━━━ Document excerpt

Skip to main content

Build Cluster with CAPH - the challanges when installing 23KE

· 7 min read
Marius Wernicke
DevOps Engineer

TLDR;

We recently built new Kubernetes clusters on Hetzner Cloud. We had several challenges to get the cluster up and running.

This started with the selection of the correct Kubernetes version, the CNI solution and the actual deployment of 23KE. Spoiler: We had to change the CNI solution and reset containerd.

If these instructions in this blog post are followed, you can build a working Gardener cluster.

Table of Contents

Introduction

In times of rising costs and the reduction of the CO2 footprint in all areas of life, we also wanted to reduce these sustainably in our day-to-day operations.

We had been running okeanos.dev on a managed kubernetes cluster on Azure. This is very expensive so we wanted to minimize these costs. In this case, the European cloud from Hetzner was the obvious choice. The following question was how we could best build a k8s cluster there.

━━━━━━
━━━ Provided information

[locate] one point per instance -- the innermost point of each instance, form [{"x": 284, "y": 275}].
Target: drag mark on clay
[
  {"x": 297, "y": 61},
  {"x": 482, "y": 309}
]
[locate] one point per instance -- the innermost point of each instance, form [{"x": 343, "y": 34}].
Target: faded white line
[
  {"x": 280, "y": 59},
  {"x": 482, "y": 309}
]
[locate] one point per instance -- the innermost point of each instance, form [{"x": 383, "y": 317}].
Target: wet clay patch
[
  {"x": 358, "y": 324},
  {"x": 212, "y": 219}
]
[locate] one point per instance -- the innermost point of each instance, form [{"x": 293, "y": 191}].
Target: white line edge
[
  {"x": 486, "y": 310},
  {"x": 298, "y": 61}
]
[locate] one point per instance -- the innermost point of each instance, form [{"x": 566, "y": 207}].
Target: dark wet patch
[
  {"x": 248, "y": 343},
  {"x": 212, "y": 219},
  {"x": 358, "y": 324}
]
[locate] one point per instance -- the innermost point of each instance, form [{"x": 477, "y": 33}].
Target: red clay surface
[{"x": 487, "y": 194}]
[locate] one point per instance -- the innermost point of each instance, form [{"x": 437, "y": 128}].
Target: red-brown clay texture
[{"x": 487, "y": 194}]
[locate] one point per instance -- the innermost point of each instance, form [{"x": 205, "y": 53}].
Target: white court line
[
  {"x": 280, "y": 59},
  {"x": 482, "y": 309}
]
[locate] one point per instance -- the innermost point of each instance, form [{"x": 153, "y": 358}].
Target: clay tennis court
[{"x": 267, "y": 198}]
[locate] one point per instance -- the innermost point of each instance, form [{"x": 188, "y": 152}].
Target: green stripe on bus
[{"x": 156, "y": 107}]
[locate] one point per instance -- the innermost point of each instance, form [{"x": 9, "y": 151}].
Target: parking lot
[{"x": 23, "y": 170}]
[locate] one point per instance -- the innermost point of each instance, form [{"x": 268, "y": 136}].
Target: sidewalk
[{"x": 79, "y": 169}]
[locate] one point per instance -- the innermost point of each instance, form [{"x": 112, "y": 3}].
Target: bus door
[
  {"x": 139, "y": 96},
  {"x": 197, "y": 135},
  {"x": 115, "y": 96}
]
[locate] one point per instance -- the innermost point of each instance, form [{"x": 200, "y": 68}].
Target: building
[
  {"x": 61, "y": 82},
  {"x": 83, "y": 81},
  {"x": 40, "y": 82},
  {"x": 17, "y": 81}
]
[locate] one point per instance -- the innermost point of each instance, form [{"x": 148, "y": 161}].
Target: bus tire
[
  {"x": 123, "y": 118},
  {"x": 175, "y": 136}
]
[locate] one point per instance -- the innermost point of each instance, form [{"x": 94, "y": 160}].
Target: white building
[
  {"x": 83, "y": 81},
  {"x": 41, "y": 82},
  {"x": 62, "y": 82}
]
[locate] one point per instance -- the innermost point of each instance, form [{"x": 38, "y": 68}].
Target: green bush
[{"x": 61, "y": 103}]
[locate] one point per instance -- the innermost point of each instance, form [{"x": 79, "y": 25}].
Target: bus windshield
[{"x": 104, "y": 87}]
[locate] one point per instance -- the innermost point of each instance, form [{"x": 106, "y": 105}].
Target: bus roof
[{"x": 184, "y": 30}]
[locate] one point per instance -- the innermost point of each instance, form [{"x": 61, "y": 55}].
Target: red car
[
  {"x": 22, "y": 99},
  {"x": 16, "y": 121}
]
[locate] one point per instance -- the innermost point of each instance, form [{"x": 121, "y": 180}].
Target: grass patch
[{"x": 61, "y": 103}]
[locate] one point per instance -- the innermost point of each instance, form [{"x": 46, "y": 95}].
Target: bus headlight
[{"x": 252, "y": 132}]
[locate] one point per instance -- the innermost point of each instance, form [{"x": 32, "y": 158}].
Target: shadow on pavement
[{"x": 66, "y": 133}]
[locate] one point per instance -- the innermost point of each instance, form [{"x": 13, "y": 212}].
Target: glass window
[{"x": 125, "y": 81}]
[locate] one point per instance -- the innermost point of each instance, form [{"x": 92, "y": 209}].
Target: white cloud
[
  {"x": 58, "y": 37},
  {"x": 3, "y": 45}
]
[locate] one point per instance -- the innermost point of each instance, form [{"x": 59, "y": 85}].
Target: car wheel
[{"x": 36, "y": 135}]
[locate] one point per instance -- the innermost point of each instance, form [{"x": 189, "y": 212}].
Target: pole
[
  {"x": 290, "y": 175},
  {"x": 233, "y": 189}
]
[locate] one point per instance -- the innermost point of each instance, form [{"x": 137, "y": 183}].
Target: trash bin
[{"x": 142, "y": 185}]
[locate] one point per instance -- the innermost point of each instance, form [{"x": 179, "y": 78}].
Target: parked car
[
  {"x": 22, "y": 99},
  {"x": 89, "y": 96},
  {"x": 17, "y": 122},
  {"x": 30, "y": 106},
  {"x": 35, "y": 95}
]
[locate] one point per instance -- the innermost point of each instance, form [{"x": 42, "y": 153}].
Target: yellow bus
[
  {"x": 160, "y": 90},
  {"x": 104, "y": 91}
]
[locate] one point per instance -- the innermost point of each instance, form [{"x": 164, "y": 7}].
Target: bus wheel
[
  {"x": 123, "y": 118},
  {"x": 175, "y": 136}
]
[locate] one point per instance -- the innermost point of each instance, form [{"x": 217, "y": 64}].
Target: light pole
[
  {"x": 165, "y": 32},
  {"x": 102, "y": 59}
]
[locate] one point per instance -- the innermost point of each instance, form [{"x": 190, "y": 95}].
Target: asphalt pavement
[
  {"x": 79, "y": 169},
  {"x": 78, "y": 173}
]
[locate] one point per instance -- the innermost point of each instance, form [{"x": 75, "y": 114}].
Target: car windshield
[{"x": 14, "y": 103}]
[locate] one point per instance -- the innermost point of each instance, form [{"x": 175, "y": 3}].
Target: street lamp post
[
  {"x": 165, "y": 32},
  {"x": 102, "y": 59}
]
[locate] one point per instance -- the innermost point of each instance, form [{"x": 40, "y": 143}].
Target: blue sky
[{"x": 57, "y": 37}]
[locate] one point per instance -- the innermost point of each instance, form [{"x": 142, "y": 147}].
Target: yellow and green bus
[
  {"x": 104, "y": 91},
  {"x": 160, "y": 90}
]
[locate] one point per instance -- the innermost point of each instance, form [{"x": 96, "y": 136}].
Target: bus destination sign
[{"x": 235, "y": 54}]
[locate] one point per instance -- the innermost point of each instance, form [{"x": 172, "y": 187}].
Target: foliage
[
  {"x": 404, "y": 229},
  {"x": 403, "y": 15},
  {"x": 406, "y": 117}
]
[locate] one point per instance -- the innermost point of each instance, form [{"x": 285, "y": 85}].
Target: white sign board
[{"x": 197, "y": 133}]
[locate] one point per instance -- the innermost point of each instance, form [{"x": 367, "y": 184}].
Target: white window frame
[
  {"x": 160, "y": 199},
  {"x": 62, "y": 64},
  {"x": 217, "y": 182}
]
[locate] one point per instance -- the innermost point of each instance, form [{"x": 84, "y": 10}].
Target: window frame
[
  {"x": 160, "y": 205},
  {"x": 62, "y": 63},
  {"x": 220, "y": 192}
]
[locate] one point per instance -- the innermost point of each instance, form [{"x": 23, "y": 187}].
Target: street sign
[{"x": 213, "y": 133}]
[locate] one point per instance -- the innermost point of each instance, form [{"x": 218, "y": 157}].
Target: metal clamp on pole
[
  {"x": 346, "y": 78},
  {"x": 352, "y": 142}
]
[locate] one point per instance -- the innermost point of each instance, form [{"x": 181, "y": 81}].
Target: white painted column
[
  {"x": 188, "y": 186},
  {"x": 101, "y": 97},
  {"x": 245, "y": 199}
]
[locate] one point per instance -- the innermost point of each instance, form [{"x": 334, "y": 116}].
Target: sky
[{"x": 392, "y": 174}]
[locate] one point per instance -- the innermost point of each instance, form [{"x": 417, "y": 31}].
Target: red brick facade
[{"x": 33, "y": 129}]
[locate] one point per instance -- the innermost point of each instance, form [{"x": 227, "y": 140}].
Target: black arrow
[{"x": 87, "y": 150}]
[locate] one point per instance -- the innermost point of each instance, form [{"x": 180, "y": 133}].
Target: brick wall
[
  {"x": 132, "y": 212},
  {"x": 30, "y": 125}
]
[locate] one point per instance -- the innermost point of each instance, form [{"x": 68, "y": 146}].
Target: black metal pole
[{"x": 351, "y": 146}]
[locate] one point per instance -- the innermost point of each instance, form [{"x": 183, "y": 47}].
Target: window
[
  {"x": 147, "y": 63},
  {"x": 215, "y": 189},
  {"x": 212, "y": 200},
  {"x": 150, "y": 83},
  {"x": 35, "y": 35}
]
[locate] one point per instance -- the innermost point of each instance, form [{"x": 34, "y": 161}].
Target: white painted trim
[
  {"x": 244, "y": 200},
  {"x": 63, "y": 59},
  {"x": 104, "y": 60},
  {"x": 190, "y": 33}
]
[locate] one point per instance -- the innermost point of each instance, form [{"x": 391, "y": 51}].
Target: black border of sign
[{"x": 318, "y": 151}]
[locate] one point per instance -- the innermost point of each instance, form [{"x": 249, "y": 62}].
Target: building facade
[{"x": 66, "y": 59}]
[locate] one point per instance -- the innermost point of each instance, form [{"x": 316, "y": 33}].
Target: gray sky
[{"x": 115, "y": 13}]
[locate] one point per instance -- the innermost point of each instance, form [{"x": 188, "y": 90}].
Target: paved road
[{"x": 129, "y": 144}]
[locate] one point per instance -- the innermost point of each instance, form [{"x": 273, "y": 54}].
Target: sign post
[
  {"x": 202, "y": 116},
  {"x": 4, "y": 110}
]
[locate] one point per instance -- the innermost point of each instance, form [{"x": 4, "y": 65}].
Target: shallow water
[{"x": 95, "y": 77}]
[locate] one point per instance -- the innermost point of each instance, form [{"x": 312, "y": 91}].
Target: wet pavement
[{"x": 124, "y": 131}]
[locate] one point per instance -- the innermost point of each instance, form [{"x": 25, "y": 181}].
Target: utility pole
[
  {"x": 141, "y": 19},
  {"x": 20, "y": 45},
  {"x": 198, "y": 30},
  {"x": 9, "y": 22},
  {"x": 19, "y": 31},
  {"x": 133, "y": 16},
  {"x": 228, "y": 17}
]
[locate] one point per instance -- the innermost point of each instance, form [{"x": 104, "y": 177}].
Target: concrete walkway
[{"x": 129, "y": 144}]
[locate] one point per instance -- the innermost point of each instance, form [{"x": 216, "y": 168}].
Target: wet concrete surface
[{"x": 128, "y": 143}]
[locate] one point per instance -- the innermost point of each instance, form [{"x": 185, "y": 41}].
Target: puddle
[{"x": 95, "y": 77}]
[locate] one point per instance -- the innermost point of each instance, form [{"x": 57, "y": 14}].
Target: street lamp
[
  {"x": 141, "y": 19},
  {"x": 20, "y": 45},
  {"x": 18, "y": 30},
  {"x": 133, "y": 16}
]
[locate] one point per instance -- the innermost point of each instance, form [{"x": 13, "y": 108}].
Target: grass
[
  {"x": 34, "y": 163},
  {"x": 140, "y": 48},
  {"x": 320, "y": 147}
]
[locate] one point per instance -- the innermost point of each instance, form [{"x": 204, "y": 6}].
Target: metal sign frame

━━━━━━

* What you need to do
1. Check statements (a), (b) and (c) against the Hetzner cluster blog post. For each one, answer yes or no and quote the exact words from the post that decide it. (a) Before the move, okeanos.dev ran on a managed Kubernetes cluster on Azure. (b) The team kept the CNI solution it first picked. (c) The post calls Hetzner's cloud an American cloud.
2. Edit the Hetzner cluster blog post from "Table of Contents" to "k8s cluster there.", putting "Google Cloud" in place of "Azure".
3. In the Hetzner cluster blog post, turn the paragraph that begins "We had been running okeanos.dev" into a short list that keeps its main facts.

* Task answers
1.
(a) Yes: "We had been running okeanos.dev on a managed kubernetes cluster on Azure."
(b) No: "We had to change the CNI solution and reset containerd."
(c) No: "the European cloud from Hetzner was the obvious choice."

2.
Table of Contents

Introduction

In times of rising costs and the reduction of the CO2 footprint in all areas of life, we also wanted to reduce these sustainably in our day-to-day operations.

We had been running okeanos.dev on a managed kubernetes cluster on Google Cloud. This is very expensive so we wanted to minimize these costs. In this case, the European cloud from Hetzner was the obvious choice. The following question was how we could best build a k8s cluster there.

3.
- okeanos.dev ran on a managed Kubernetes cluster on Azure.
- That setup was very expensive, so the team wanted to cut costs.
- Hetzner's European cloud was the obvious choice.
- The next question was how best to build a Kubernetes cluster there.